▶ [What is expected]
Present the lines below as a numbered list, skipping any blank lines and leaving out the pictures.

▶ [Records from a dataset]
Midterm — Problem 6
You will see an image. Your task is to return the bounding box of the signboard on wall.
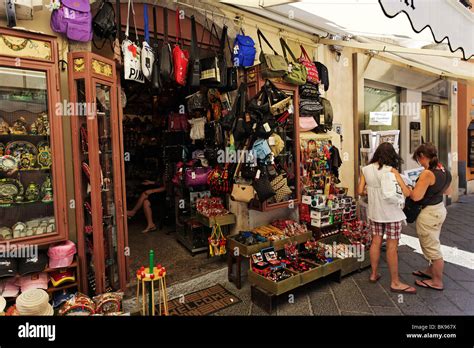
[369,111,393,126]
[410,122,421,153]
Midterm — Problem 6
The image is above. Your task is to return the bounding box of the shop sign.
[369,111,393,126]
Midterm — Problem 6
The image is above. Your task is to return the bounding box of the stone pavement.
[125,195,474,315]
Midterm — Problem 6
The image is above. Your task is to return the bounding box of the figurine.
[10,117,27,135]
[25,182,39,202]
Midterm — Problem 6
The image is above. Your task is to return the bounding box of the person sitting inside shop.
[127,179,166,233]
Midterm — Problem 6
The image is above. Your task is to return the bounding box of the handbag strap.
[153,5,158,49]
[191,15,197,59]
[257,29,279,56]
[163,6,168,45]
[280,37,298,62]
[143,3,150,44]
[300,45,312,62]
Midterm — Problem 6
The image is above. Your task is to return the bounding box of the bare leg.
[370,235,382,280]
[387,239,415,290]
[143,199,156,233]
[127,191,148,217]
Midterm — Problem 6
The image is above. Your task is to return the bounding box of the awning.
[379,0,474,59]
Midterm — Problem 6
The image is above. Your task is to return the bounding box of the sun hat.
[16,289,54,316]
[19,273,48,292]
[48,240,76,268]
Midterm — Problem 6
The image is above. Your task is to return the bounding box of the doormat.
[162,284,242,316]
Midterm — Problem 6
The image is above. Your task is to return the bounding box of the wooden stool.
[137,267,169,315]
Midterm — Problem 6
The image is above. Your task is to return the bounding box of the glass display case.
[0,28,68,245]
[246,66,301,211]
[68,52,127,294]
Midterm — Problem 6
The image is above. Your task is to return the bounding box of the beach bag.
[232,29,257,67]
[50,0,92,42]
[122,0,145,83]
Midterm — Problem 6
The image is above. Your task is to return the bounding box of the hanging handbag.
[200,23,227,88]
[141,4,155,81]
[299,83,320,100]
[151,6,161,91]
[257,29,288,78]
[188,16,201,88]
[173,7,189,86]
[159,6,173,86]
[264,80,293,116]
[230,146,255,203]
[252,139,272,160]
[280,37,308,86]
[232,28,257,67]
[184,167,211,187]
[298,45,319,85]
[270,174,293,203]
[208,224,227,257]
[122,0,145,83]
[253,166,276,202]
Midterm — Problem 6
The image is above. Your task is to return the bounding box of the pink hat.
[48,240,76,268]
[20,273,48,292]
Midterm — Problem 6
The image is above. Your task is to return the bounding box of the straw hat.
[0,296,7,313]
[16,289,54,316]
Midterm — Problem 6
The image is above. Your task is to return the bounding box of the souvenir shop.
[0,1,378,315]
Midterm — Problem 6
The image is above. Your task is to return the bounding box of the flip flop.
[369,274,382,283]
[411,271,431,279]
[142,226,156,233]
[390,286,416,295]
[415,280,444,291]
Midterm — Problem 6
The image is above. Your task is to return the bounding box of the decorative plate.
[0,155,18,172]
[5,141,38,169]
[0,178,23,198]
[38,141,52,169]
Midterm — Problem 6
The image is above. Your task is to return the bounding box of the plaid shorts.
[370,220,402,239]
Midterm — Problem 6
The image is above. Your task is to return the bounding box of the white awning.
[379,0,474,59]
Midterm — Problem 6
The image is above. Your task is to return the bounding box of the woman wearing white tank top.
[358,143,416,294]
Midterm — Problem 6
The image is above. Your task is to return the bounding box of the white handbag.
[141,4,155,81]
[122,0,145,83]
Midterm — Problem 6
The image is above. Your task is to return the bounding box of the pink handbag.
[299,117,318,132]
[184,167,211,187]
[48,240,76,268]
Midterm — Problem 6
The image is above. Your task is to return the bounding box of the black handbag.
[188,16,201,88]
[159,7,173,86]
[403,197,423,224]
[92,0,117,49]
[151,6,161,91]
[200,23,227,88]
[253,166,276,202]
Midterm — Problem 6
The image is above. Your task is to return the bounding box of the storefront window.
[0,67,56,240]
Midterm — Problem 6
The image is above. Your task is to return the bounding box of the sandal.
[415,280,444,291]
[142,226,156,233]
[411,271,431,279]
[390,286,416,295]
[369,274,382,283]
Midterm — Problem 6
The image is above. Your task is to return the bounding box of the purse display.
[173,8,189,86]
[298,45,319,85]
[141,4,155,81]
[257,29,288,78]
[270,174,293,203]
[280,37,310,86]
[122,0,145,83]
[184,167,211,187]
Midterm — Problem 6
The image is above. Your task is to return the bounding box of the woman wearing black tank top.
[410,143,451,291]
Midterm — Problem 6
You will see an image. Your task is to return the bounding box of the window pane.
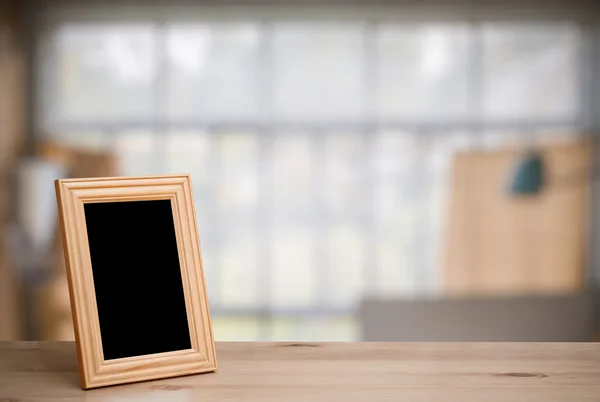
[218,227,261,309]
[114,132,161,176]
[50,25,155,123]
[320,134,364,308]
[373,132,428,294]
[273,23,365,120]
[270,227,317,308]
[162,131,216,223]
[166,25,261,121]
[49,130,113,151]
[483,24,580,119]
[377,25,470,119]
[218,133,260,308]
[218,133,259,227]
[270,133,315,221]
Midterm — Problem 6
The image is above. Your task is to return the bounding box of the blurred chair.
[359,141,599,342]
[359,290,599,342]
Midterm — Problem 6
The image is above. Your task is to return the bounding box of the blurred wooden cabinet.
[444,141,593,295]
[0,0,25,340]
[36,143,117,341]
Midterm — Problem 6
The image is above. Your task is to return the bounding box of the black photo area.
[84,200,192,360]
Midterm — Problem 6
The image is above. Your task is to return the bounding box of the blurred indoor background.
[0,0,600,341]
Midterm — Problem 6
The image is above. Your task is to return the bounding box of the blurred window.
[39,19,585,340]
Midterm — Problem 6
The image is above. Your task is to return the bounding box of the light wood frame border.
[55,175,217,389]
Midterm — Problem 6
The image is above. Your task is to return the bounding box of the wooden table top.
[0,342,600,402]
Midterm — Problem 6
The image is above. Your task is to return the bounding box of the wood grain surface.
[0,342,600,402]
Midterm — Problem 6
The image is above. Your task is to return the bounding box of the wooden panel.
[444,141,592,295]
[0,342,600,402]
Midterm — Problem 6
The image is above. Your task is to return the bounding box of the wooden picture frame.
[55,175,217,389]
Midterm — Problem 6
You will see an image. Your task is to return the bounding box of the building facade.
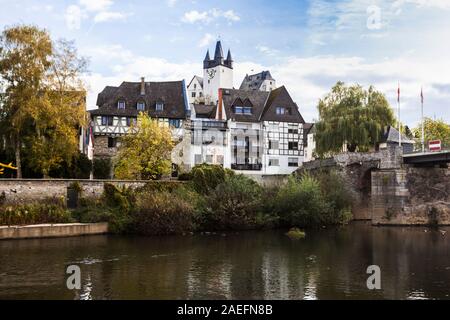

▶ [Solved exercise]
1. Midterm — Problem 6
2. You will see an image. Your task is to return the bounding box of the signboard on wall.
3. [369,111,393,126]
4. [410,122,421,153]
5. Midterm — Problem 6
6. The image is above. Your task is to return the bounding box of the shop sign.
7. [369,111,393,126]
8. Midterm — Problem 6
9. The image is above. Your task is to return the bounding box of the stone pavement.
10. [125,195,474,315]
11. Midterm — Problem 6
12. The image is above. Your task is to return the bounding box of the figurine.
13. [10,117,27,135]
14. [25,182,39,202]
15. Midterm — Problem 6
16. The image is above. Your task is to return the bounding box of the person sitting inside shop.
17. [127,179,166,233]
18. Midterm — Problem 6
19. The image is above. Your task is to return the bounding box of the handbag strap.
20. [153,5,158,49]
21. [191,15,197,59]
22. [257,29,279,56]
23. [163,6,168,45]
24. [280,37,298,62]
25. [143,3,150,44]
26. [300,45,312,62]
27. Midterm — Problem 6
28. The image is above. Your task is to return the bounding box of the bare leg.
29. [370,235,382,280]
30. [387,239,415,290]
31. [143,199,156,233]
32. [127,191,148,217]
33. Midterm — Problem 6
34. The image is above. Your task is to return the bounding box of the awning.
35. [379,0,474,59]
36. Midterm — Problem 6
37. The image is above. Your task is to return the bounding box of the sun hat.
38. [16,289,54,316]
39. [19,273,48,292]
40. [48,240,76,268]
41. Midterm — Problem 6
42. The image is above. Your task is to return the bounding box of the doormat.
43. [162,284,242,316]
44. Midterm — Problem 6
45. The image is above. Your task is to return the bounding box of the wooden stool.
46. [137,267,169,315]
47. Midterm — Problem 6
48. The image is above. Your task is to return the bounding box of the glass display case.
49. [0,28,68,245]
50. [246,66,301,211]
51. [68,52,127,294]
52. Midterm — Problem 6
53. The image is above. Your task is to return the bounding box of the beach bag.
54. [232,29,257,67]
55. [50,0,92,42]
56. [122,0,145,83]
57. Midterm — Problem 6
58. The image is above. Your task is to return the bounding box of the hanging handbag.
59. [200,23,227,88]
60. [141,4,155,81]
61. [299,83,320,100]
62. [151,6,161,91]
63. [257,29,288,78]
64. [188,16,201,88]
65. [173,7,189,86]
66. [159,6,173,86]
67. [264,80,293,116]
68. [230,146,255,203]
69. [252,139,272,160]
70. [280,37,308,86]
71. [232,28,257,67]
72. [184,167,211,187]
73. [298,45,319,85]
74. [270,174,293,203]
75. [208,224,227,257]
76. [122,0,145,83]
77. [253,166,276,202]
78. Midterm — Problem 6
79. The image is above. Your task is to return the bounding box of the pink hat.
80. [48,240,76,268]
81. [20,273,48,292]
82. Midterm — Problem 6
83. The image is above. Your task is to return the bounding box of the straw hat.
84. [0,296,7,313]
85. [16,289,54,316]
86. Midterm — Problem 6
87. The image is above. Your task is to return the bounding box of the souvenir shop.
88. [0,1,378,315]
89. Midterm — Problem 6
90. The image is above. Your task is to return the bounding box of the flip flop.
91. [369,274,382,283]
92. [411,271,431,279]
93. [142,226,156,233]
94. [390,286,416,295]
95. [415,280,444,291]
96. Midterm — Problem 6
97. The image is above. Your task is to return the bounding box of the decorative plate.
98. [0,155,18,172]
99. [5,141,38,169]
100. [0,178,23,198]
101. [38,141,52,169]
102. Midterm — Problem 6
103. The image is above. Your task is to return the bounding box of the plaid shorts.
104. [370,220,402,239]
105. Midterm — Problem 6
106. The image is above. Your task is to return the bounding box of the white awning.
107. [379,0,474,59]
108. Midterm — Problem 6
109. The image is above. Your task is to return the bounding box of the woman wearing white tank top.
110. [358,143,416,294]
111. Midterm — Problem 6
112. The image is above. Your task is to return the bounding box of the white handbag.
113. [141,4,155,81]
114. [122,0,145,83]
115. Midterm — Problem 6
116. The image is above. Your task is to return the bounding box of the pink handbag.
117. [299,117,318,132]
118. [184,167,211,187]
119. [48,240,76,268]
120. Midterm — Problem 6
121. The image is above. Your task is to return the bounding box of the black handbag.
122. [188,16,201,88]
123. [159,7,173,86]
124. [403,197,423,224]
125. [92,0,117,49]
126. [151,6,161,91]
127. [200,23,227,88]
128. [253,166,276,202]
129. Midterm — Problem 6
130. The image is above. Your task is to return the bounding box of the storefront window.
131. [0,67,56,240]
132. Midterm — Problem 6
133. The image is above. Your task is to return the bounding box of the sandal.
134. [415,280,444,291]
135. [142,226,156,233]
136. [411,271,431,279]
137. [390,286,416,295]
138. [369,274,382,283]
139. Midterm — Problem 6
140. The image is above. Your task is to return the bounding box of the purse display.
141. [173,8,189,86]
142. [298,45,319,85]
143. [141,4,155,81]
144. [257,29,288,78]
145. [270,174,293,203]
146. [280,37,310,86]
147. [122,0,145,83]
148. [184,167,211,187]
149. Midterm — Problem 6
150. The image is above. Your task is to return the bounding box of the woman wearing black tank top.
151. [410,143,451,291]
152. Midterm — Problem 6
153. You will see an image. Your task is to return the bounding box of the window pane.
154. [218,227,261,309]
155. [114,132,161,176]
156. [50,25,155,123]
157. [320,134,364,308]
158. [373,132,428,294]
159. [273,23,365,120]
160. [270,227,317,308]
161. [162,131,216,223]
162. [166,25,261,121]
163. [49,130,113,151]
164. [483,24,580,119]
165. [377,25,470,119]
166. [218,133,260,308]
167. [218,133,259,227]
168. [270,133,315,221]
169. Midterm — Problem 6
170. The image is above. Your task is to return the bounding box of the blurred chair.
171. [359,141,599,342]
172. [359,290,599,342]
173. Midterm — Problem 6
174. The image is above. Your task is to return the bounding box of the blurred wooden cabinet.
175. [444,141,593,295]
176. [0,0,25,340]
177. [36,143,117,341]
178. Midterm — Problem 6
179. The image is above. Your task is to return the bounding box of the black photo area.
180. [84,200,192,360]
181. Midterm — Problem 6
182. The image is above. Your task is to return the bounding box of the blurred indoor background.
183. [0,0,600,341]
184. Midterm — Problem 6
185. The image is above. Your task is to return the bounding box of the blurred window.
186. [39,19,585,340]
187. Midterm — Problem 6
188. The image is above. Your task is to return the bounding box of the light wood frame border.
189. [55,175,217,389]
190. Midterm — Problem 6
191. The image is above. Your task is to return the bounding box of the wooden table top.
192. [0,342,600,402]
193. Midterm — Problem 6
194. The image is above. Your task is to return the bounding box of the wood grain surface.
195. [0,342,600,402]
196. Midterm — Problem 6
197. The image is above. Your task is to return the bounding box of the wooden panel.
198. [444,141,592,295]
199. [0,342,600,402]
200. Midterm — Problem 6
201. The image is above. Your task is to return the bounding box of the wooden picture frame.
202. [55,175,217,389]
203. Midterm — Problem 6
204. You will see an image. Your task is to return the bounding box of the building facade.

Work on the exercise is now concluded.